>> begin EXERCISE INPUT
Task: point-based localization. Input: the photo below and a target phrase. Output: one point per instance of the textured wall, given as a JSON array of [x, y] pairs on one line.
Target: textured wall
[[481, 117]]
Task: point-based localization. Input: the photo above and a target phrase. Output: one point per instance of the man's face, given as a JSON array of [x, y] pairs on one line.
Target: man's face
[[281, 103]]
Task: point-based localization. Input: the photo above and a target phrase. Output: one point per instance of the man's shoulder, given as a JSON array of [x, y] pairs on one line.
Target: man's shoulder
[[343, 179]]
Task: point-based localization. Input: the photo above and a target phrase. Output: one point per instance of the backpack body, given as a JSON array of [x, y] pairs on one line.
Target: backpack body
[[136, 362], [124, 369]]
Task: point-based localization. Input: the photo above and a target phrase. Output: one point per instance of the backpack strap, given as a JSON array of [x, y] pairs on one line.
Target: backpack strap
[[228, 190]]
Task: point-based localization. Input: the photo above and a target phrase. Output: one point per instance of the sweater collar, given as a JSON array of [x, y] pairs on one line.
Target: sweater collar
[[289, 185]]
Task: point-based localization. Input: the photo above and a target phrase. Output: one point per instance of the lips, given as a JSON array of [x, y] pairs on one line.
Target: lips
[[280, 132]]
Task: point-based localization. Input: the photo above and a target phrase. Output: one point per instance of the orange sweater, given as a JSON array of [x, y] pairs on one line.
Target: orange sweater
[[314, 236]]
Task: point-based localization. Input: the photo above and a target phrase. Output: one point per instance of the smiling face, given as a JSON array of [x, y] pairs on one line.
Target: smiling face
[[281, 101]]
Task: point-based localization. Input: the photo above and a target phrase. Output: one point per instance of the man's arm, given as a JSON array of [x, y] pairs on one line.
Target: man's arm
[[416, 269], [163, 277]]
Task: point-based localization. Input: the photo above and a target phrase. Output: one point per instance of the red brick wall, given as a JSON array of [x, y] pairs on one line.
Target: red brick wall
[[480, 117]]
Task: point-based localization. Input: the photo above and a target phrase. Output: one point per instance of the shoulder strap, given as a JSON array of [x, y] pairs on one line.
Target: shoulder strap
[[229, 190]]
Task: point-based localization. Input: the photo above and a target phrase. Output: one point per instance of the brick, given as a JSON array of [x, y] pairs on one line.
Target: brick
>> end EXERCISE INPUT
- _WHAT TO DO_
Set down every line of the listing above again, word for word, from beginning to end.

- _EXERCISE OUTPUT_
Task: point-based localization. Input: the photo below and a target phrase. Output: one point per instance of the textured wall, given as a JSON array of [x, y] pairs on one line.
Target: textured wall
[[481, 117]]
Task: point-based localization. Input: the photo above and a target phrase. Output: one point per instance of the man's face, given as a JSON array of [x, y] pairs on one line.
Target: man's face
[[281, 103]]
Task: point-based localization. Input: the photo above and a target phrase. Output: one point per instance of the man's shoulder, given as a JSON array of [x, y] pairs on one line.
Target: man's shoulder
[[343, 179]]
Task: point-based localization. Input: the photo above and a target phrase. Output: one point per instance of the backpack body, given as a JSON array of [x, y] pairs on one line.
Target: backpack body
[[136, 362], [124, 369]]
Task: point-based localization. Input: the photo above and a target phrase. Output: one point per instance of the backpack strap, given as a JSON array of [x, y] pairs on one line.
Target: backpack strap
[[228, 190]]
Task: point-based localization. Input: the photo above and a target phrase. Output: one point per instance of the sweater collar, given as a JSON array of [x, y] pairs on one line.
Target: sweater collar
[[289, 185]]
Task: point-based localization. Input: the photo above and a target phrase. Output: one point per instance of the lips, given as a JSON array of [x, y] pairs on one line.
Target: lips
[[280, 132]]
Task: point-based localization. Input: the photo above and a target phrase. Output: one point per instance of the orange sweater, given as a JSON array of [x, y] pairs on one line.
Target: orange sweater
[[314, 236]]
Task: point-based localization. Input: the photo above and a target phrase. Output: one point per instance of the smiling face, given as a JSON array of [x, y] pairs on one line.
Target: smiling face
[[281, 101]]
Task: point-based localization. Input: the photo above and a target phrase. Output: one point per instance of the man's arm, given as a JSON array of [x, y] pairs on one line.
Target: man's arm
[[416, 269], [163, 277]]
Task: point-based localization. Input: the photo above and a target phrase. Output: one point per instance of the red brick wall, given as a JSON array of [x, y] pairs on one line.
Target: red brick wall
[[480, 117]]
Task: point-based localization. Input: the photo above and a target phrase. Output: one point per instance of the shoulder strap, given as a JSON array of [x, y] pairs on one line.
Target: shoulder strap
[[229, 190]]
Task: point-based localization. Input: the photo above and a target phrase. Output: one point per instance of the brick, given as a JSON array of [x, y] pairs on one line.
Target: brick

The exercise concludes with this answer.